# My first ever slide film



## Alex_B (Oct 8, 2006)

Since it's 10 years now since I exposed my first ever roll of slide film, I think I post a sample from that roll here


----------



## Don Simon (Oct 8, 2006)

Nice! Were all the shots that well exposed? If so that's pretty impressive for slide film. I've got to admit I could never really get the hang of it.

P.s. I'm guessing that wasn't shot in Exeter?


----------



## Alex_B (Oct 8, 2006)

That was not Exeter  , but on Lanzarote, a volcanic Island off the African coast.

Actually my first roll of slide film was an accident, as I don't speak spanish I bought it by accident and did not realise until I tried to get it developed 

Of course some of the shots had blown out skies or plain black foregrounds as before I was only shooting negative which has a somewhat more extended dynamic range as we all know 



			
				ZaphodB said:
			
		

> Nice! Were all the shots that well exposed? If so that's pretty impressive for slide film. I've got to admit I could never really get the hang of it.

### Goal A
Pull out each line of the records below that contains the word "truck".

Records held in a dataset:
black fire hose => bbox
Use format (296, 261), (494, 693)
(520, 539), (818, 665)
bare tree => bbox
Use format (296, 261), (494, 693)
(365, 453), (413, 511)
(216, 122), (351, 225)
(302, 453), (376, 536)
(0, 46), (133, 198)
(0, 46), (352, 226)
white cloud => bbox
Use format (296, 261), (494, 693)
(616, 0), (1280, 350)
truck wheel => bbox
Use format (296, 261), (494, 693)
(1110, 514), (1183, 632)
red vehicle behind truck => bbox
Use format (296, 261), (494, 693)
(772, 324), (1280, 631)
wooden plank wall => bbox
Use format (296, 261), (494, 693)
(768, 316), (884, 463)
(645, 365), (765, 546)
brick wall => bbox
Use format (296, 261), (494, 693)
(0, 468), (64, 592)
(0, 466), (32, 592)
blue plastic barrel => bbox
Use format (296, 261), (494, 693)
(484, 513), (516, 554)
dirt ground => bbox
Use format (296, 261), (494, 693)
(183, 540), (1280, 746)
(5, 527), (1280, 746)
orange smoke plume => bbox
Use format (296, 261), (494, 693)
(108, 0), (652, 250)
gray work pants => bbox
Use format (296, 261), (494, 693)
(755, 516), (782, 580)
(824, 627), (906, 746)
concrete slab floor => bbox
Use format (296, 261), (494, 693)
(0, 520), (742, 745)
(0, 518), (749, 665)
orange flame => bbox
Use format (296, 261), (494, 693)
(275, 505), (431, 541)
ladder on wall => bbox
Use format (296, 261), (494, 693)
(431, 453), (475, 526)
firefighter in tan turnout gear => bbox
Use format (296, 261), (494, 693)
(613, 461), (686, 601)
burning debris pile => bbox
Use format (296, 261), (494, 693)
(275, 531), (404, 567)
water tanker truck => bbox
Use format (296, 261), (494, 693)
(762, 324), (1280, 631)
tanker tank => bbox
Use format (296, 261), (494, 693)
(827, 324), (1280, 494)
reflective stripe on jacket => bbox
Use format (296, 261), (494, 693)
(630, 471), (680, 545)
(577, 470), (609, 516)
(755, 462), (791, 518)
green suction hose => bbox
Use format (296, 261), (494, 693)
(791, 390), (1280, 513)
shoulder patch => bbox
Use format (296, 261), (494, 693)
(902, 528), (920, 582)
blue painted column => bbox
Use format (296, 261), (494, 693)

### Goal B
Write out the passage of the slide film thread above from "## Don Simon" to "the African coast.".

### Right answer A
truck wheel => bbox
red vehicle behind truck => bbox
water tanker truck => bbox

### Right answer B
## Don Simon (Oct 8, 2006)

Nice! Were all the shots that well exposed? If so that's pretty impressive for slide film. I've got to admit I could never really get the hang of it.

P.s. I'm guessing that wasn't shot in Exeter?


----------



## Alex_B (Oct 8, 2006)

That was not Exeter  , but on Lanzarote, a volcanic Island off the African coast.